*INFORMATION SHOWN*.
--- Start ---

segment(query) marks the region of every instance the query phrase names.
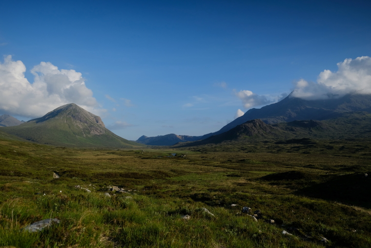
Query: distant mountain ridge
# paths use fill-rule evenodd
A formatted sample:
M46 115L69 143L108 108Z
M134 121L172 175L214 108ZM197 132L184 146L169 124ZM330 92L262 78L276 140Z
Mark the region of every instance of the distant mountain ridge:
M294 120L322 120L334 118L342 113L354 111L371 112L371 95L349 94L338 98L308 100L294 97L291 93L277 103L260 109L249 110L218 131L205 135L201 139L222 134L255 119L270 124Z
M18 126L24 122L9 114L0 115L0 127L13 127Z
M54 145L132 148L144 146L113 133L101 117L78 105L66 104L42 117L1 131L32 141Z
M371 113L353 112L343 113L332 119L322 121L295 120L270 125L259 119L249 120L222 134L193 142L177 144L176 146L195 146L231 140L370 137Z
M194 141L201 138L201 136L189 136L177 135L170 134L156 137L147 137L143 135L137 140L137 142L149 145L171 146L180 142Z

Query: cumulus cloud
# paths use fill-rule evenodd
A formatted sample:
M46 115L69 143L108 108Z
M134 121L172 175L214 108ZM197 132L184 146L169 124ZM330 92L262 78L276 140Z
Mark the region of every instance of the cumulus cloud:
M242 101L244 108L250 109L253 107L266 105L274 102L274 101L264 95L258 95L250 90L235 91L237 97Z
M132 127L133 126L133 125L128 123L126 121L117 121L115 122L113 124L109 125L108 127L107 127L107 128L114 130L118 129L123 129L128 127Z
M105 96L105 98L111 101L111 102L116 102L116 100L111 97L109 95L104 95L104 96Z
M0 110L11 114L34 117L68 103L74 103L95 113L105 110L99 107L93 92L75 70L59 69L50 62L41 62L31 72L31 84L24 76L26 67L12 56L0 63Z
M325 70L316 82L301 79L291 95L306 100L328 99L349 93L371 94L371 58L346 59L337 64L338 70Z
M237 110L237 112L236 112L236 114L234 115L234 119L237 119L239 117L241 117L244 114L245 114L244 112L240 109L238 109L238 110Z

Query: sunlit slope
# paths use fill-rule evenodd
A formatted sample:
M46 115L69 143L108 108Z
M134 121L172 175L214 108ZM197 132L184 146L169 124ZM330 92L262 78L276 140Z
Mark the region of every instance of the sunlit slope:
M144 146L116 135L105 128L99 116L75 104L61 106L20 126L3 127L1 130L28 140L58 146L118 148Z

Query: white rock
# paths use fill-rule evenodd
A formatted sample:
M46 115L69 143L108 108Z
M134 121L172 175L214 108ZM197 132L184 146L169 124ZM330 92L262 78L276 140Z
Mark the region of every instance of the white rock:
M46 219L32 223L30 225L22 228L22 229L24 231L28 231L30 232L37 232L41 230L45 227L49 226L54 223L58 224L61 221L58 219Z
M85 189L85 188L81 188L81 189L83 189L84 190L85 190L85 191L86 191L87 193L90 193L91 192L89 190L88 190L88 189Z
M189 216L188 215L186 214L186 215L183 215L183 216L181 216L181 218L183 219L183 220L189 220L191 218L191 217Z
M209 214L210 215L211 215L212 216L215 216L215 215L213 215L213 214L212 214L211 213L210 213L210 211L209 211L209 210L208 210L207 209L206 209L206 208L205 208L205 207L203 207L202 208L201 208L201 209L202 209L202 211L203 211L204 213L206 213L206 214Z
M253 215L250 215L249 214L248 214L247 215L248 215L249 216L250 216L252 218L252 219L254 220L254 221L258 222L258 220L257 219L256 219L256 217L255 217Z

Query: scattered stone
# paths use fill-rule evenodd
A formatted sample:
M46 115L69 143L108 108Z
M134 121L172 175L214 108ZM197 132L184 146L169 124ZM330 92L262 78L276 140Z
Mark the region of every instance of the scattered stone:
M46 219L42 221L32 223L29 225L22 228L24 231L28 231L30 232L37 232L41 231L45 227L47 227L54 223L58 224L61 221L58 219Z
M258 219L256 219L256 217L254 216L253 215L250 215L249 214L248 214L249 216L251 216L251 217L252 218L253 220L254 220L254 221L256 221L256 222L258 222Z
M183 220L189 220L189 219L191 218L191 217L189 216L188 215L186 214L186 215L183 215L183 216L181 216L180 218L183 219Z
M113 187L109 189L109 190L111 191L117 191L118 190L120 190L120 188L117 187L117 186L114 186Z
M87 193L90 193L90 192L91 192L91 191L90 191L89 190L88 190L88 189L85 189L85 188L81 188L81 189L84 190Z
M211 215L212 216L215 216L215 215L213 215L213 214L212 214L211 213L210 213L210 211L209 211L209 210L208 210L207 209L206 209L206 208L205 208L205 207L203 207L203 208L201 208L201 209L202 209L202 211L203 211L204 213L206 213L206 214L209 214L209 215Z

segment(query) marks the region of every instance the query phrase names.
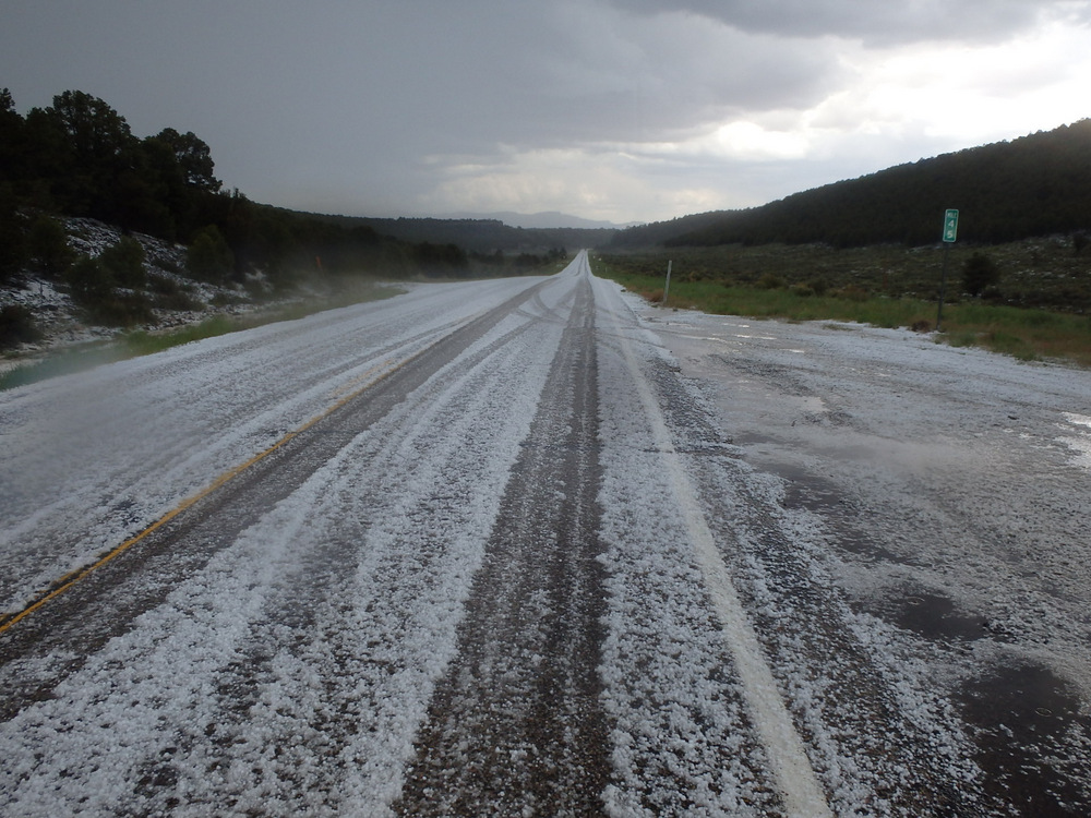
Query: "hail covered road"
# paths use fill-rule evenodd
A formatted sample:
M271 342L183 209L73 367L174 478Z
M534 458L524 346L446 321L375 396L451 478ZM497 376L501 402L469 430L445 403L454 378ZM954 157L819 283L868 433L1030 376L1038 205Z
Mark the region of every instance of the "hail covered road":
M1082 373L1000 378L1054 654L922 520L1030 534L860 464L931 350L649 316L580 253L0 395L0 813L1084 814Z

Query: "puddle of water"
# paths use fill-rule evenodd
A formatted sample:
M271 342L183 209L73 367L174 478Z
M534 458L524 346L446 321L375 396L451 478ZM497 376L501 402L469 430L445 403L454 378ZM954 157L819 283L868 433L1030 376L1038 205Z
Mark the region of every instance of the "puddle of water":
M973 641L988 635L988 619L958 613L955 603L936 593L916 593L899 600L894 624L928 639Z
M1040 665L999 667L966 684L957 702L975 729L990 795L1016 815L1089 815L1091 793L1080 784L1087 761L1070 775L1050 761L1067 730L1079 729L1084 741L1091 734L1091 719L1079 715L1079 698L1064 681Z

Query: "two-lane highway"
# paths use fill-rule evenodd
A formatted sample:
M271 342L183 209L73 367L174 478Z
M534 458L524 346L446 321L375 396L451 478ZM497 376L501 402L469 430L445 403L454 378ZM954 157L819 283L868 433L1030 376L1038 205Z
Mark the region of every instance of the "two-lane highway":
M0 395L0 813L1008 814L651 326L580 253Z

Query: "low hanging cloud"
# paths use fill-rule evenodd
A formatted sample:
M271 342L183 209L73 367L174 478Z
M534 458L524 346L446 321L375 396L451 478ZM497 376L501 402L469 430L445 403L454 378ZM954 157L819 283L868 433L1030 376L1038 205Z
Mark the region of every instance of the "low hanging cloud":
M961 40L994 43L1045 21L1091 23L1091 4L1076 0L612 0L645 14L680 11L739 31L783 37L839 37L867 46Z

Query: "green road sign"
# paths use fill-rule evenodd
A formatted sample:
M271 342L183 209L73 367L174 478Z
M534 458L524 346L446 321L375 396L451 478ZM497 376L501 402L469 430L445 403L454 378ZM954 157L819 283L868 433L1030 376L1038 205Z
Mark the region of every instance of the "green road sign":
M958 232L958 210L948 209L944 214L944 241L955 241Z

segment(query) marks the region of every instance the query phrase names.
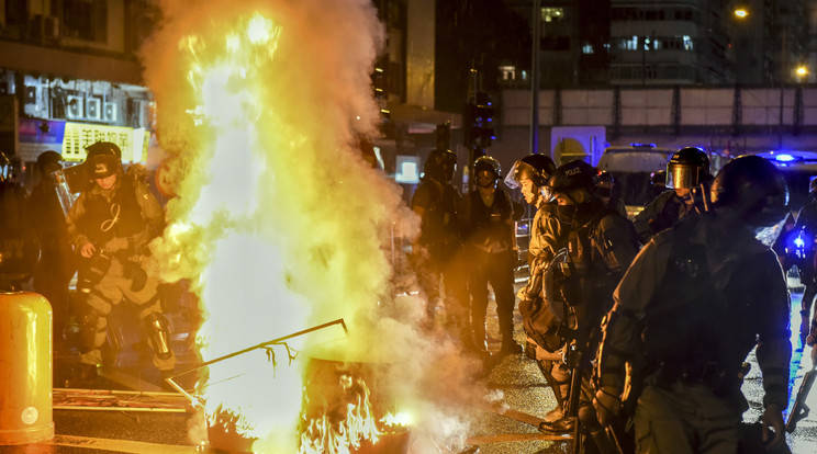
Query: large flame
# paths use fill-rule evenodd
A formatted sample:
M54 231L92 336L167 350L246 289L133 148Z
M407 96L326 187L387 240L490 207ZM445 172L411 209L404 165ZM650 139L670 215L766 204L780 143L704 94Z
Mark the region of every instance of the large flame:
M383 30L370 1L165 0L161 10L142 57L177 196L152 243L154 271L191 281L202 359L344 318L347 353L391 362L381 383L429 432L460 430L456 411L428 400L473 391L457 349L417 336L416 298L379 304L388 234L395 222L416 234L417 219L356 148L379 121L369 73ZM226 411L259 439L255 451L296 452L334 428L301 422L314 436L299 441L302 362L292 357L310 345L292 342L212 364L197 390L211 418ZM374 441L373 420L367 391L331 443Z

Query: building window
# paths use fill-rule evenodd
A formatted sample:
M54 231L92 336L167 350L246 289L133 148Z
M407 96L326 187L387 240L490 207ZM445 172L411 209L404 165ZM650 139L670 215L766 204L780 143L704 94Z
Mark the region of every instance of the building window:
M684 50L692 50L692 38L689 35L683 36Z
M541 9L541 21L542 22L558 22L564 16L563 8L542 8Z
M638 50L638 36L633 36L633 38L627 39L624 43L624 48L627 50Z
M500 67L502 73L502 80L516 80L516 67L506 65Z

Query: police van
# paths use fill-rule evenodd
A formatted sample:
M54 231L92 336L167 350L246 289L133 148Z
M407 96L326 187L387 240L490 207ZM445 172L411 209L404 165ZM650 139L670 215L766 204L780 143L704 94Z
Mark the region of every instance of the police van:
M817 177L817 151L770 150L758 152L783 172L794 213L808 203L808 185Z
M674 148L659 148L654 144L607 147L596 168L612 173L616 179L619 197L631 217L652 200L650 177L653 172L667 170L667 162L675 151Z

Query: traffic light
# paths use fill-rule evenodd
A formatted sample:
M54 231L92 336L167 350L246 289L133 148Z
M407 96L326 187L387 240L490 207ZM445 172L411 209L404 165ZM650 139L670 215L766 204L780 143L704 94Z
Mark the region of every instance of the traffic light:
M437 125L436 141L438 150L451 149L451 122L446 121Z
M466 104L462 113L463 136L469 148L488 148L496 138L493 102L485 92L477 93L474 102Z

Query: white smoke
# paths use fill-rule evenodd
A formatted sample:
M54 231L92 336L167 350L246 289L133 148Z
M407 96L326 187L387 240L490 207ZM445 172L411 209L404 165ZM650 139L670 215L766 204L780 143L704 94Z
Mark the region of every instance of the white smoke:
M378 383L390 389L376 391L414 407L417 430L461 435L456 406L477 390L474 365L416 328L424 302L391 297L384 246L395 225L413 236L418 220L356 147L380 121L369 75L384 31L371 2L160 4L161 27L142 59L178 196L153 265L167 281L191 280L208 316L204 359L343 318L346 360L387 364ZM271 24L261 44L247 32L253 21ZM299 387L281 381L264 391L283 400L242 389L280 405L225 406L294 440L282 427L296 422L288 412Z

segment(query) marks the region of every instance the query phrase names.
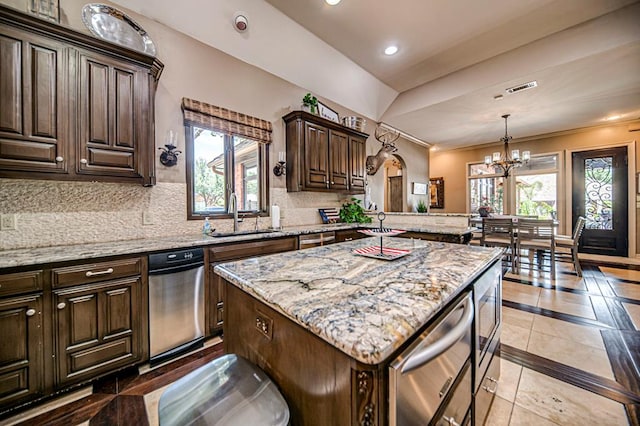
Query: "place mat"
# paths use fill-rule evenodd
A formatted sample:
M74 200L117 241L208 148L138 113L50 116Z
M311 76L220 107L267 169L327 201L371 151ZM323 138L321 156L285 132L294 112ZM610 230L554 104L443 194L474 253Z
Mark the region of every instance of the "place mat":
M411 250L382 247L382 252L380 252L380 246L369 246L354 249L352 253L359 256L372 257L374 259L395 260L411 253Z

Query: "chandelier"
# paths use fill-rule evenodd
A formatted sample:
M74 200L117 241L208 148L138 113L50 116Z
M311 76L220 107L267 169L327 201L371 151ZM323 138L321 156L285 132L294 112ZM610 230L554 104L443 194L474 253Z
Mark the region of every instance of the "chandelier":
M511 169L522 166L531 158L529 151L522 151L522 157L520 157L520 151L517 149L511 151L511 156L509 156L509 141L513 139L507 133L507 118L509 118L509 115L510 114L505 114L502 116L502 118L504 118L504 137L500 138L500 140L504 142L504 153L501 155L499 152L494 152L493 155L484 157L484 163L487 166L501 168L503 172L502 176L505 178L509 177Z

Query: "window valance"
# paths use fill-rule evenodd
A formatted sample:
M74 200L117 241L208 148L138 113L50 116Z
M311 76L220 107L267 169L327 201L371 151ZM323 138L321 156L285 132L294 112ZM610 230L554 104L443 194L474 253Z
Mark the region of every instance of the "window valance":
M272 126L269 121L189 98L182 98L182 112L185 124L271 143Z

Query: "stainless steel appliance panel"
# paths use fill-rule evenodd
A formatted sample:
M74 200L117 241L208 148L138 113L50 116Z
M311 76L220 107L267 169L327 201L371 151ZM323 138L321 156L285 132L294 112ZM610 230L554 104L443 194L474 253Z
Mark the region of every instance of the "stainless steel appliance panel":
M477 425L483 425L489 410L491 409L491 403L498 391L500 377L500 354L496 353L487 369L487 374L483 378L480 387L477 389L474 397L474 422Z
M467 363L465 372L462 379L452 391L451 399L447 402L438 419L435 422L437 426L451 426L463 424L467 415L469 419L471 414L469 408L471 407L471 368Z
M204 266L149 277L151 358L204 336Z
M389 366L389 423L424 425L471 356L473 303L467 293Z
M500 340L502 324L502 270L496 263L474 284L474 305L476 307L476 390L482 381L489 362Z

--- End ---

*WHAT YOU SHOULD DO*.
Please rewrite the material from its start through the line containing "M194 141L201 138L201", inclusive, replacing "mountain ridge" with "hill crest" and keeping everything else unchanged. Omit the pictures and give only those lines.

*REPLY*.
segment(query) marks the region of every instance the query phrase names.
Query: distant hill crest
# paths use fill-rule evenodd
A formatted sample:
M46 115L69 143L108 108Z
M134 121L172 175L214 108ZM197 132L184 146L169 124ZM330 92L262 78L276 140Z
Mark the region of every instance of the distant hill crest:
M294 120L322 120L334 118L342 113L354 111L371 112L371 95L349 94L338 98L308 100L294 97L291 93L277 103L260 109L249 110L218 131L205 135L201 139L222 134L255 119L270 124Z
M18 126L24 122L9 114L0 115L0 127L13 127Z
M54 145L132 148L144 146L113 133L101 117L78 105L66 104L42 117L1 131L32 141Z
M371 113L353 112L343 113L332 119L322 121L295 120L270 125L259 119L249 120L222 134L193 142L177 144L176 146L195 146L231 140L370 137Z
M194 141L201 138L201 136L189 136L177 135L170 134L156 137L147 137L143 135L137 140L137 142L149 145L171 146L180 142Z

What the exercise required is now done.